WHAT THE TASK ASKS: Hunt through the entries for the word "black" and copy each line in which it appears.

Start of DATASET ENTRIES

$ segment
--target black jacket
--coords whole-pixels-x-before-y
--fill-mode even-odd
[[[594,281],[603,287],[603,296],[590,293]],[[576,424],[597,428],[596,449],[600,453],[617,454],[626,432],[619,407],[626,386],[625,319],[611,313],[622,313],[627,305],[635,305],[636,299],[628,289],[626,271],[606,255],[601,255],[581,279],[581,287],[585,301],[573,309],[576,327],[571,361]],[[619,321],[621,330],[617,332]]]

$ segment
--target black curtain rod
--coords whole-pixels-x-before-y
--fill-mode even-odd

End of DATASET ENTRIES
Start of DATASET ENTRIES

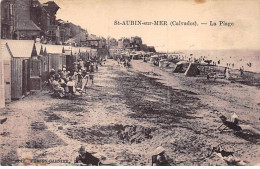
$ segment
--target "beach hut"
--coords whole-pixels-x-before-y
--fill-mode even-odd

End of DATASET ENTRIES
Start of DATASET ENTRIES

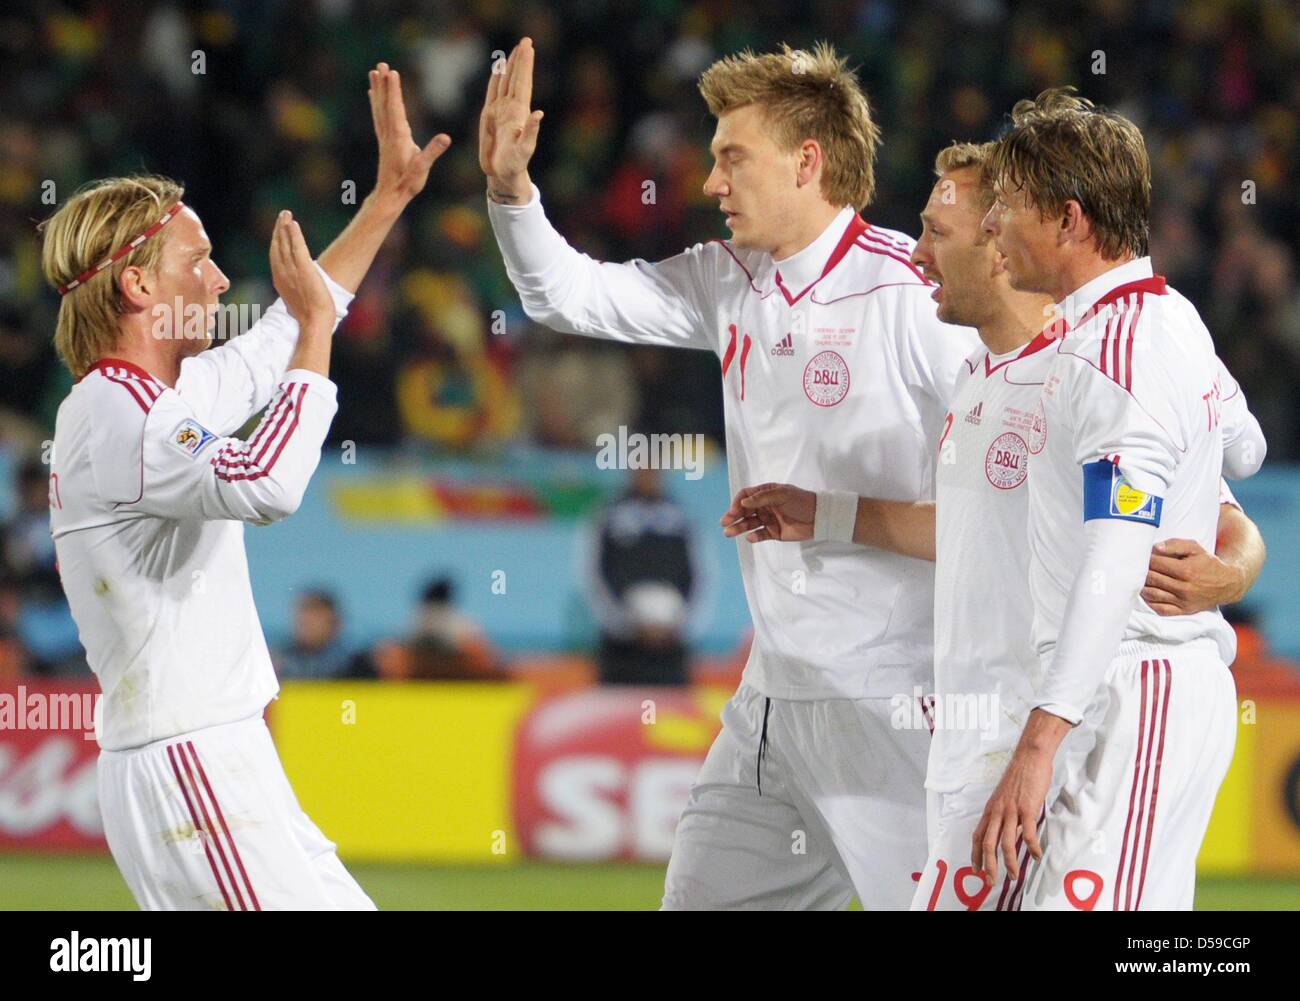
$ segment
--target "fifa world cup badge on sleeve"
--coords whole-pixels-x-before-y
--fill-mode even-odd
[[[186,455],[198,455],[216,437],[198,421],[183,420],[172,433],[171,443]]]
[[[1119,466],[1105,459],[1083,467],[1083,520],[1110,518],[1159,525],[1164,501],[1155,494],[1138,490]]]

End of DATASET ENTRIES

SOLUTION FOR THIS PROBLEM:
--target black jacket
--target black curtain rod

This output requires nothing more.